▶ _Passage to read_:
========================================

On appeal, both respondents argue that there were not sufficient proofs to show by clear
and convincing evidence that their parental rights should be terminated. We review a decision to
terminate parental rights for clear error. MCR 5.974(I); In re Trejo Minors, 462 Mich 341, 356357; 612 NW2d 407 (2000).
With regard to respondent-mother, the record shows that she has visual and severe
hearing impairments and that she previously has had her parental rights to another child
terminated. Regarding her care of AMW, the record shows that she terminated prenatal care,
lacks knowledge about childrearing, lacks stability in housing, and continues a relationship with
respondent-father, who has a history of criminal sexual conduct and is a convicted sexual
offender. Respondent-mother admits that she became pregnant at a time when there was a court
order stating that she should not be around respondent-father.

========================================

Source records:
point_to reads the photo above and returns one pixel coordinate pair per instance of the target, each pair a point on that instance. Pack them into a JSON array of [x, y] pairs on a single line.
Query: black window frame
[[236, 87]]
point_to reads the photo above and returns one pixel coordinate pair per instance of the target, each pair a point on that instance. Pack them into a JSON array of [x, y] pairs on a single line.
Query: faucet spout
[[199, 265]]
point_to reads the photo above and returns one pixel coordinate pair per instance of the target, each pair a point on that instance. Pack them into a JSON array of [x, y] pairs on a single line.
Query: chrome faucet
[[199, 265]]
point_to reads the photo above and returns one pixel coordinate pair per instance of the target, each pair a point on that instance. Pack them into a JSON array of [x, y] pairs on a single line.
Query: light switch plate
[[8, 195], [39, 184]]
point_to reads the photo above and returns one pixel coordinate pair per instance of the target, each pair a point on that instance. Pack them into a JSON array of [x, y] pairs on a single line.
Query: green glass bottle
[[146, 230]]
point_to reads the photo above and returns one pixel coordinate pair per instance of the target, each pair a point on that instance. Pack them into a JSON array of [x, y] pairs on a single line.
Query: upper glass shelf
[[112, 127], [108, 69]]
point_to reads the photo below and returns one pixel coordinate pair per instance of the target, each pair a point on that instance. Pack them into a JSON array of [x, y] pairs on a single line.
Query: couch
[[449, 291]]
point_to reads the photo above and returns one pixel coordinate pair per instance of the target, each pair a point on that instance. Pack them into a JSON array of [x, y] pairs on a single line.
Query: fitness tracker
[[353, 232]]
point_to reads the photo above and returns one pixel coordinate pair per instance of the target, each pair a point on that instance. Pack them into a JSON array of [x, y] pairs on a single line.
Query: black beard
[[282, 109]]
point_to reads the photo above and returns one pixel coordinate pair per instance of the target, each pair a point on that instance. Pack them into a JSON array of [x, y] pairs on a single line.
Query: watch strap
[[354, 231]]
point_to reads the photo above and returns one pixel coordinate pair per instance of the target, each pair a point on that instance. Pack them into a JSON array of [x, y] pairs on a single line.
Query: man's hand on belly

========================================

▶ _Task list_:
**1.** From the appeal passage, list the things the record shows about respondent-mother's care of AMW.
**2.** Please list every line of the records that contains the word "faucet".

▶ _Solution list_:
**1.**
- She terminated prenatal care.
- She lacks knowledge about childrearing.
- She lacks stability in housing.
- She continues a relationship with respondent-father.

**2.**
Query: faucet spout
Query: chrome faucet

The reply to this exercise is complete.